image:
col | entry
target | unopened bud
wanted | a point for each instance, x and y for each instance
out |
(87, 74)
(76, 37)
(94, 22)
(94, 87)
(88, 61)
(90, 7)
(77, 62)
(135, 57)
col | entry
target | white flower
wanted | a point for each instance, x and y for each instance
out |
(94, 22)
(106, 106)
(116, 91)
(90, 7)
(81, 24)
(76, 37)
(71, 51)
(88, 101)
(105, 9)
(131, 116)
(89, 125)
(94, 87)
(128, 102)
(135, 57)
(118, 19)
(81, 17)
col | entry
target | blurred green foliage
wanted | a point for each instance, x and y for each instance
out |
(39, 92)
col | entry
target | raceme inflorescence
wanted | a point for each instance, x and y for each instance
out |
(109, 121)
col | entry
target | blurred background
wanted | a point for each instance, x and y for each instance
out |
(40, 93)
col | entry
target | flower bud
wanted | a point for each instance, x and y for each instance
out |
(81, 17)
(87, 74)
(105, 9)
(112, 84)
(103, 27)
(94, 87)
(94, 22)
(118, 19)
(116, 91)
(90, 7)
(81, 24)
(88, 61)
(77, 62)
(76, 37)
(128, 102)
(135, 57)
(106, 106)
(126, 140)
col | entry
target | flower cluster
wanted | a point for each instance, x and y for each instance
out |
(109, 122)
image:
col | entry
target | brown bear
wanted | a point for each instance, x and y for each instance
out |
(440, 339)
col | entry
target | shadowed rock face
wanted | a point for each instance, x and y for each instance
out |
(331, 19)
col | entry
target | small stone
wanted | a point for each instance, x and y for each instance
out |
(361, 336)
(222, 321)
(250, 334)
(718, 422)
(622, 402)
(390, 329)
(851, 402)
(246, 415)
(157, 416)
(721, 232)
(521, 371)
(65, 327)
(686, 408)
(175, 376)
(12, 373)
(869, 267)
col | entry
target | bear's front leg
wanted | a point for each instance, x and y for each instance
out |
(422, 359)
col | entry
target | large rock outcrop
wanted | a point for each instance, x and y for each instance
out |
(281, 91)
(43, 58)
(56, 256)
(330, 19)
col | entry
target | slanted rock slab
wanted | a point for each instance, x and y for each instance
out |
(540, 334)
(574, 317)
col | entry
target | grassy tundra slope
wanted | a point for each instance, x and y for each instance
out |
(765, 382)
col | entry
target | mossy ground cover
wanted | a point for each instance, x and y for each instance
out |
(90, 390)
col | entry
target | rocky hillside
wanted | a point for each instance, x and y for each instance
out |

→ **Requirement**
Could the data above be returned exactly as it stands?

→ **Result**
image:
col | entry
target | unopened bud
wanted | a point for each instance, x and y for each instance
out |
(87, 74)
(76, 37)
(94, 22)
(94, 87)
(88, 61)
(90, 7)
(77, 62)
(135, 57)
col | entry
target | white flower
wanted | a point for each instance, x and y for each instance
out |
(94, 22)
(106, 106)
(116, 91)
(90, 7)
(81, 24)
(76, 37)
(71, 51)
(88, 101)
(105, 9)
(131, 116)
(89, 125)
(94, 87)
(128, 102)
(135, 57)
(118, 19)
(81, 17)
col | entry
target | blurred green foliage
wanted | a point for each instance, x and y for each instance
out |
(39, 92)
col | entry
target | raceme inflorescence
wanted | a point for each instance, x and y for each instance
out |
(109, 121)
col | entry
target | blurred background
wanted | a point for each instance, x and y for each instance
out |
(40, 93)
col | entry
target | flower bud
wanted | a point for each instance, x and y for each instance
out |
(81, 17)
(87, 74)
(105, 9)
(112, 84)
(103, 27)
(94, 87)
(94, 22)
(118, 19)
(116, 91)
(90, 7)
(81, 24)
(88, 61)
(77, 62)
(76, 37)
(128, 102)
(135, 57)
(106, 106)
(126, 140)
col | entry
target | flower cluster
wanted | a point for each instance, x and y for each instance
out |
(109, 122)
image:
col | entry
target | brown bear
wanted | a point for each instance, x and y for each instance
out |
(440, 339)
col | entry
target | shadowed rock face
wanted | a point for each instance, x and y for each instance
out |
(331, 19)
col | entry
target | small stone
wanted | a point for each instance, x and y for each instance
out |
(361, 336)
(222, 321)
(250, 334)
(718, 422)
(622, 402)
(390, 329)
(851, 402)
(246, 415)
(157, 416)
(721, 232)
(521, 371)
(65, 327)
(686, 408)
(175, 376)
(12, 373)
(869, 267)
col | entry
target | bear's front leg
wanted | a point for each instance, x and y for each instance
out |
(422, 359)
col | entry
target | large rock outcrop
wanted | a point for each instance, x and y for each instance
out |
(281, 91)
(43, 58)
(56, 256)
(330, 19)
col | entry
target | slanted rock slab
wanted | a point for each instance, x and y for each instance
out |
(540, 334)
(574, 317)
col | entry
target | grassy tundra slope
wanted | a point for each instance, x and y for each instance
out |
(765, 382)
col | entry
target | mossy ground cover
wanted | a point for each instance, x and y for each instance
out |
(90, 390)
col | entry
target | rocky hillside
wanted | a point for each instance, x and y for each instance
out |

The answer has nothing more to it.